→ **Work to complete**
1. Rewrite the paragraph in the text on SXSW and Travis Scott that begins "Registration for SXSW is still open" as a short bulleted list, keeping its main facts.
2. List every person named in the text on SXSW and Travis Scott. Leave out names that appear only as part of an organization's name.
3. From the text on SXSW and Travis Scott, retype the passage that starts at the words "Registration for SXSW" and ends after the words "Buttigieg doesn’t notice.".

→ **Exercise text**
%%

Registration for SXSW is still open, and although paying $249 to stream panel sessions, films, and music performances from your couch is decidedly “not the same,” it’s arguably more than worth it when you consider that: a) for once, you’re guaranteed entry to everything; b) you don’t have to wait in any lines or spend $30 in pedicab fees desperately crisscrossing downtown Austin just to catch it all; and c) if you ever get bored, you can always just click over to something else, instead of trying to slink out of a conference room while hoping Pete Buttigieg doesn’t notice.

Travis Scott Singlehandedly Saves Magazines

Houston rapper Travis Scott made his own contribution to Texas relief efforts, in typically surreal Travis Scott fashion, by donating a rare custom action figure of himself to a charity auction for the Ronald McDonald House Charities of Greater Houston/Galveston. Still, Scott was slightly more focused this week on aiding another foundering institution: print media. In Los Angeles, he hosted a pop-up to promote his recent takeover of i-D magazine. The new Scott-directed “Utopia Issue”—which features cover photos of the rapper taken by Spike Jonze, along with a conversation between Scott and Austin filmmaker Robert Rodriguez—launched this week with a splashy event at a faux newsstand erected in West Hollywood, where hundreds of fans swarmed the streets and tied up traffic, just to catch a glimpse of him while he signed autographs and waved from a sunroof. The unauthorized event drew the ire of the city, as TMZ reports that L.A. officials are now investigating Scott and potentially getting ready to levy fines if the city determines he broke COVID regulations. Something tells us he can afford it.

%%

→ **Extracted records**
%%

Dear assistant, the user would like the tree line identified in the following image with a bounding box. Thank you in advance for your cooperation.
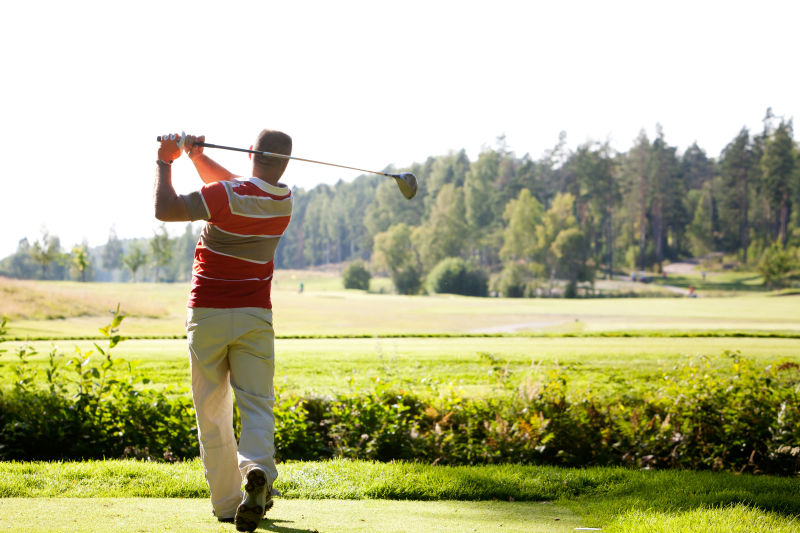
[0,110,800,296]
[276,110,800,296]
[0,224,200,282]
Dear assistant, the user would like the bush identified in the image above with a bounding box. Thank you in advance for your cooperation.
[0,309,197,460]
[342,261,372,291]
[428,257,488,296]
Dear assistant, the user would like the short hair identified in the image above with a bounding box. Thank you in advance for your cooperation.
[253,130,292,171]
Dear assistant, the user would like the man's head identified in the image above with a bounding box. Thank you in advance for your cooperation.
[253,130,292,183]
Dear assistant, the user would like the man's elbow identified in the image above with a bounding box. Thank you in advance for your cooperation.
[154,198,189,222]
[155,204,172,222]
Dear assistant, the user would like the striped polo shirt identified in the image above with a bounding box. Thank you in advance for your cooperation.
[183,178,292,309]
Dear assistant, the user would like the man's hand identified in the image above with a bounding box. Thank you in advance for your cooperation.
[183,135,206,160]
[158,133,181,163]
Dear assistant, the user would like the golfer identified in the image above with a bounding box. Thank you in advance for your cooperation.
[154,130,292,531]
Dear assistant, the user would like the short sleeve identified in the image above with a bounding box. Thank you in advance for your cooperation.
[181,191,211,220]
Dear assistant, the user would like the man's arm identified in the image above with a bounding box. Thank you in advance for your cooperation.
[153,161,191,222]
[183,135,239,183]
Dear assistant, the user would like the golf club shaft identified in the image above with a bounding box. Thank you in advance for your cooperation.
[195,142,397,178]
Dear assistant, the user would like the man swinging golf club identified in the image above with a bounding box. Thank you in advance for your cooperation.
[154,130,292,531]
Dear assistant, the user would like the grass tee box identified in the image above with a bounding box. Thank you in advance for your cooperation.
[0,460,800,532]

%%

→ **Answers below**
1.
- SXSW registration is still open. Streaming panel sessions, films, and music performances from home costs $249.
- It is "not the same" as attending, but it is arguably worth it because:
  - entry to everything is guaranteed;
  - there are no lines, and no $30 in pedicab fees crossing downtown Austin;
  - if bored, you can click over to something else instead of slinking out of a conference room hoping Pete Buttigieg doesn't notice.

2.
- Pete Buttigieg
- Travis Scott
- Spike Jonze
- Robert Rodriguez

3.
Registration for SXSW is still open, and although paying $249 to stream panel sessions, films, and music performances from your couch is decidedly “not the same,” it’s arguably more than worth it when you consider that: a) for once, you’re guaranteed entry to everything; b) you don’t have to wait in any lines or spend $30 in pedicab fees desperately crisscrossing downtown Austin just to catch it all; and c) if you ever get bored, you can always just click over to something else, instead of trying to slink out of a conference room while hoping Pete Buttigieg doesn’t notice.